### Task statement
Every line below that contains "instance" is to be copied.

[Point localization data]
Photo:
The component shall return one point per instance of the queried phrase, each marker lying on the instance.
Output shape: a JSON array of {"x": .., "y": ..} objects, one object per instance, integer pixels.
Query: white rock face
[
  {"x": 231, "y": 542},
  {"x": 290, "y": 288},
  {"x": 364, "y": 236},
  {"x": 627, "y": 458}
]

### Task result
The component shall return one point per instance of the queried phrase, each marker lying on the instance.
Output shape: a JSON array of {"x": .., "y": ..} objects, one object per instance, integer pixels.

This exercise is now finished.